_Directions_
Please express the entries from the line with "Someone flagged eyebrow" to the line with "[0,62,122,122]" as a two-column CSV with the columns entry_text and coordinates, giving one row per entry with its text and its answer. Enclose each field in double quotes and replace any line breaks inside a field with spaces.

## begin Recorded data

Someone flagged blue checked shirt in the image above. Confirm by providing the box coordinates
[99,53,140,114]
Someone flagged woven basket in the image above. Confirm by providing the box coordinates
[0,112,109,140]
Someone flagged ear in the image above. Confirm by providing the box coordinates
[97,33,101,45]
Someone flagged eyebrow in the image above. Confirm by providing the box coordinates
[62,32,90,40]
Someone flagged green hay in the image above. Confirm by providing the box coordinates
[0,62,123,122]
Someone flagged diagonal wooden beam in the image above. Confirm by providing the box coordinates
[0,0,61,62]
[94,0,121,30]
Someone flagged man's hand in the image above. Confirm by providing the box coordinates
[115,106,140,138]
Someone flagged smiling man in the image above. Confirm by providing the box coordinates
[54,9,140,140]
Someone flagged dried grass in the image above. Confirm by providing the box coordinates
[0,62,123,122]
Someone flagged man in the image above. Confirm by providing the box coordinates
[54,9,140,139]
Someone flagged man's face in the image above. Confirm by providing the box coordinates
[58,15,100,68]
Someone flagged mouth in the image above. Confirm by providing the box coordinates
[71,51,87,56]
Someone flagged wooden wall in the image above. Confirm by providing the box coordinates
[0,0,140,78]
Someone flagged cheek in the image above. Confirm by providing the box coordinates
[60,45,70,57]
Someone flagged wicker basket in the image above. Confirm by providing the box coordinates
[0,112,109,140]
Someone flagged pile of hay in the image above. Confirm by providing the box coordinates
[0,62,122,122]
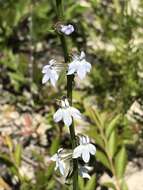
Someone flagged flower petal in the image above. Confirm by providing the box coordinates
[42,73,50,84]
[80,51,85,59]
[83,60,91,72]
[53,108,63,123]
[67,61,78,75]
[51,154,58,161]
[72,145,83,158]
[77,65,86,79]
[69,107,81,119]
[79,166,91,179]
[59,160,65,175]
[87,143,96,155]
[42,65,50,74]
[82,148,90,163]
[50,70,58,86]
[63,109,72,127]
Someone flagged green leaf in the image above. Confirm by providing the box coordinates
[50,137,59,155]
[84,175,96,190]
[78,176,84,190]
[107,131,117,158]
[105,114,121,138]
[86,125,105,149]
[121,180,128,190]
[103,182,116,190]
[96,150,110,169]
[86,107,102,128]
[115,146,127,178]
[14,144,22,167]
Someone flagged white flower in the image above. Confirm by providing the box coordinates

## end Recorded data

_Task result_
entry_text,coordinates
"Someone flagged eyebrow in the image above. Confirm by providing the box coordinates","[62,32,90,40]"
"Someone flagged green hay in the image above. Confirm by providing the box coordinates","[0,62,123,122]"
"Someone flagged diagonal wooden beam in the image above. Confirm by providing the box coordinates","[0,0,61,62] [94,0,121,30]"
"Someone flagged man's hand in the image above. Confirm by providing the box coordinates","[115,106,140,138]"
"Someone flagged smiling man in the image above. Confirm by providing the box coordinates","[54,9,140,140]"
"Someone flagged dried grass in the image above. Confirm by providing the box coordinates","[0,62,123,122]"
"Someone flagged man in the image above. Confirm by providing the box coordinates","[54,9,140,139]"
"Someone flagged man's face in the image above. Confirm by providing the box coordinates","[58,15,100,68]"
"Someone flagged mouth in the image above. Confirm by providing the box coordinates","[71,51,87,56]"
"Someone flagged wooden wall in the image above. Confirm by providing the box coordinates","[0,0,140,78]"
"Someone flagged cheek in the image above. Confirm by providing the box coordinates","[60,45,70,57]"
"Someone flagged wicker basket in the image above. Confirm by providing the box coordinates","[0,112,109,140]"
"Someone flagged pile of hay in the image above. Confirm by providing the box coordinates","[0,62,122,122]"